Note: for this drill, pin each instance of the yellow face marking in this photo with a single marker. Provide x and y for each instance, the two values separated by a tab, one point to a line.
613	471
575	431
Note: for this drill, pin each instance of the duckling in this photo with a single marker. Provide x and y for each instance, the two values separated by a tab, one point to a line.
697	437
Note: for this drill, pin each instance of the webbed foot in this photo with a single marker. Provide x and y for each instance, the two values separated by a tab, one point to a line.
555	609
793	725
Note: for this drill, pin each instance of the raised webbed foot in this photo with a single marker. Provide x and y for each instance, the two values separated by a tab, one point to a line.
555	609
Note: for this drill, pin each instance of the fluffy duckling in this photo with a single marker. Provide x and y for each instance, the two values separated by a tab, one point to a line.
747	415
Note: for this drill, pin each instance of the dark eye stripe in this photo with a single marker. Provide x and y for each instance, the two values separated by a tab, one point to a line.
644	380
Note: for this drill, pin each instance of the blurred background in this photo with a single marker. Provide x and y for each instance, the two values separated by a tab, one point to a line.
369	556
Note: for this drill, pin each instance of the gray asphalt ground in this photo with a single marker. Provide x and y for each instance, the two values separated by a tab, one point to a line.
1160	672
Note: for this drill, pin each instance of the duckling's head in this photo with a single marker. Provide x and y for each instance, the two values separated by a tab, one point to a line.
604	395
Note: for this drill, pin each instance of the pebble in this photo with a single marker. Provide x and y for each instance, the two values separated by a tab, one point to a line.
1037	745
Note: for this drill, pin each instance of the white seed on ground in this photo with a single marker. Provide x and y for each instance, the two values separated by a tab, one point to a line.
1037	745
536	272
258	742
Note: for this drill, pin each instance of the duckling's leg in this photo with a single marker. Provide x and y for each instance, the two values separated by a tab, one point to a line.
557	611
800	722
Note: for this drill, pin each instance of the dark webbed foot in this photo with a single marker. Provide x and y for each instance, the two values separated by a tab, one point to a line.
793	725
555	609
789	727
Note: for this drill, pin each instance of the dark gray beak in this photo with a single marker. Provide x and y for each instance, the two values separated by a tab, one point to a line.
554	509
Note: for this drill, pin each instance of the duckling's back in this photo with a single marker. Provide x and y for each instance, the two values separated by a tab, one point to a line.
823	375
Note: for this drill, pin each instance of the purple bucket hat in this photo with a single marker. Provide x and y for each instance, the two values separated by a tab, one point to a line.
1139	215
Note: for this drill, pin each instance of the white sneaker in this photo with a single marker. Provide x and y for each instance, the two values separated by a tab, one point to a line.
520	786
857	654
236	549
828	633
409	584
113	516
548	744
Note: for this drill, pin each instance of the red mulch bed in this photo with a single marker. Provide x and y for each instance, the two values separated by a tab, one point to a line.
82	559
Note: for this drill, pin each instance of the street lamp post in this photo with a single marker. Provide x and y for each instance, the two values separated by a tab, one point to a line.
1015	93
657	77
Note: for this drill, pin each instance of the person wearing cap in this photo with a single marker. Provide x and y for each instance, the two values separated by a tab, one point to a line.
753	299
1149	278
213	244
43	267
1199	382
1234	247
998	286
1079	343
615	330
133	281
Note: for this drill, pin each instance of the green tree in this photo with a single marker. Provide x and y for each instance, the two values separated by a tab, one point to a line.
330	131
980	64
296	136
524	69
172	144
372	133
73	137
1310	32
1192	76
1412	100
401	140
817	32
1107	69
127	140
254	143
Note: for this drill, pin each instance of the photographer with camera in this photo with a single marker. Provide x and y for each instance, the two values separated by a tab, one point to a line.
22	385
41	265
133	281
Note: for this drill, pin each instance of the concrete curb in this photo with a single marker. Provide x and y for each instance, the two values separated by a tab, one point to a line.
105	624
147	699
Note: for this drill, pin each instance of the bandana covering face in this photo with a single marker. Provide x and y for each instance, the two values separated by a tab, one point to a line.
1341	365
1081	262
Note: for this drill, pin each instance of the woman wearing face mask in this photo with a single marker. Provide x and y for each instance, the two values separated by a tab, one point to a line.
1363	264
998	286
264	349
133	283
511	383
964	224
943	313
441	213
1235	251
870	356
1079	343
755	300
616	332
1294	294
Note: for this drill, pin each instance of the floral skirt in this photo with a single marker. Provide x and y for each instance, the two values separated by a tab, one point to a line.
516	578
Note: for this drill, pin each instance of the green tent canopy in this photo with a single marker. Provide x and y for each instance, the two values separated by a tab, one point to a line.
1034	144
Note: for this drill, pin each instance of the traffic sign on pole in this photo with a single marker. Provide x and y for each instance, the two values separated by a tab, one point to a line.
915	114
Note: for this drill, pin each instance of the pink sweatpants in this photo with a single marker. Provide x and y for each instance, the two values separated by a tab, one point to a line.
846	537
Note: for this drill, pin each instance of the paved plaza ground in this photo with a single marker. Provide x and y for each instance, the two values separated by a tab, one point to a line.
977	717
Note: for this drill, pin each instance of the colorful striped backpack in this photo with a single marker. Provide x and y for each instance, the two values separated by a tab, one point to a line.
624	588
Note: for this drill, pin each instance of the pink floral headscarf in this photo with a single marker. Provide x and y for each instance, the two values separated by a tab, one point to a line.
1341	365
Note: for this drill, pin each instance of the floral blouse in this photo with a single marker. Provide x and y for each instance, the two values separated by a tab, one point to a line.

__Objective__.
Each line of the listing should be copied exactly.

__The output__.
Note: for this drill, pin each instance of the yellow face marking in this photo with a single marker. Provide x and y for each instance, the two values separated by a tab, one point to a line.
613	471
575	431
Note: for this drill, pin each instance of the duckling in this photo with a single marker. Provide x and y for each instance, the two values separated by a tab, one point to a line.
697	437
Note: for this drill, pin each instance of the webbed foot in this photo with a single marker. Provide x and y for each instance, the two values separated by a tab, one point to a line.
555	609
793	725
Note: for this drill, pin each instance of the raised webbed foot in this photo with a single marker. Provide x and y for each instance, the two values separated by a tab, one point to a line.
555	609
Note: for this drill, pin each instance of the fluffy duckling in this photo with a single marker. Provide x and y for each instance, the two values separated by a tab, one point to a line.
747	415
Note: for this drill, pin each instance of the dark eye stripe in this photo with a single marker. Provide x and y for each instance, the two values separated by a tab, one point to a line.
644	380
Note: for this drill, pin each instance of the blurred background in this photo with a single marker. Provide x and y for each instance, the two values separated by a tab, one point to a line.
369	556
Note: for this drill, pin each instance of the gray asphalt ground in this photo with a single marker. Provide x and y for each instance, the two values separated by a tab, one point to a line.
1160	672
Note: for this drill, pin each instance of the duckling's head in this photo with a single marker. Provide x and y for each instance, the two values separated by a tab, one point to a line.
604	395
Note: for this drill, pin each instance of the pebble in this photo with a single marker. Provide x and y for each instance, the two values separated by a tab, one point to a line.
1037	745
Note: for this drill, pin each instance of the white seed on ground in this photo with a single marker. Provide x and y for each instance, the two values separated by a tab, one point to a line.
1037	745
536	272
258	742
Note: for this drill, pin each instance of the duckling's leg in this photo with a single marker. Provide x and y for each instance, the two values separated by a tab, one point to a line.
557	611
800	722
Note: for this drill, pin each instance of the dark webbed foot in this photo with a single marker. Provide x and y for each instance, the two values separated by a tab, one point to a line.
793	725
555	609
789	727
Note: for this drill, pin each instance of the dark gray beak in this photo with a single marker. Provide x and y for each instance, the two values separated by a tab, one point to a line.
554	509
Note: for this drill, pin each instance of the duckling's back in this photo with a single marker. Provide x and y for each instance, the two values separated by a tab, one point to a line.
823	375
Note: for this drill, pin each instance of the purple bucket hat in this photo with a single marker. Provide x and y for each instance, the two values separated by a tab, one point to a line.
1139	215
Note: for this drill, pin each instance of the white sneaker in this photo with a single marker. Provide x and y for each instance, the two values separated by a tab, one point to a line.
520	786
857	654
236	549
828	633
409	584
113	516
548	744
Note: for this drill, pin each instance of the red mulch bed in this photo with a single marker. Provide x and y for each instance, the two values separated by a tab, one point to a line.
82	559
Note: for this drill, pin each instance of the street lamp post in this photo with a single marker. Provide x and y for each instance, the two values separated by a tab, one point to a line.
1015	93
657	77
Note: for this drill, pin each instance of the person wearing cap in this photo with a single marker. Provide x and y for each instance, the two values separated by a tab, one point to a line.
753	299
1149	278
213	244
43	267
1199	382
1234	247
998	286
1079	343
615	330
133	281
Note: for this drill, pin each instance of the green tree in this photo with a single marker. Provide x and y for each instance, the two values separated by a tab, one point to a line.
330	131
980	64
296	136
524	69
172	144
372	133
73	137
1310	32
1192	76
1412	100
401	140
817	32
1107	69
127	140
254	143
Note: for this drill, pin each instance of the photographer with camera in this photo with a single marker. Provide x and y for each instance, the two values separated by a tab, one point to a line.
22	385
41	265
133	281
Note: for this drill, pin each instance of the concrete curb in this photo with a single marker. Provide x and y for each instance, the two values separated by a tab, one point to a line.
105	624
147	699
Note: for this drill, pin each instance of the bandana covering face in this photo with a single marker. Provide x and y for each instance, the two values separated by a tab, one point to a line.
1341	365
1081	262
Note: for this drill, pin each instance of the woman wearing face mask in this photo with a single marker. Provide x and y for each instance, the two values separated by a tab, one point to a line.
1363	264
998	286
264	349
133	283
511	383
964	224
943	313
441	213
1235	251
870	356
1079	343
755	300
616	332
1294	294
Note: for this drill, pin each instance of the floral skirt in this photo with a single marker. Provide x and y for each instance, the two values separated by a tab, one point to a line.
516	578
Note: for this drill, pin each instance of the green tent canopy in this photo with a single marker. Provide x and y for each instance, the two values separated by a tab, one point to a line.
1034	144
Note: for this drill, pin each instance of the traffic sign on pole in this photo with a single marker. Provide x and y for each instance, the two values separated by a tab, one point to a line.
915	114
Note: for this drill, pin each instance of the pink sweatpants in this photo with a single marker. Provide x and y for each instance, the two values separated by a tab, one point to a line.
846	537
Note: for this drill, pin each instance of the paved plaza ground in this photo with a single marker. Provide x and y for each instance, the two values separated by a tab, one point to a line.
977	717
Note: for this drill, pin each instance of the colorful striped backpack in this photo with a single marker. Provide x and y for each instance, the two values separated by a tab, one point to a line.
624	588
Note: for this drill, pin each instance of the pink floral headscarf in this photo with a single marker. Provide x and y for each instance, the two values separated by a tab, one point to a line.
1341	365
Note: for this drill, pin each instance of the floral blouse in this photo with a single marker. Provide x and y for each instance, the two values separated by a tab, one point to a line.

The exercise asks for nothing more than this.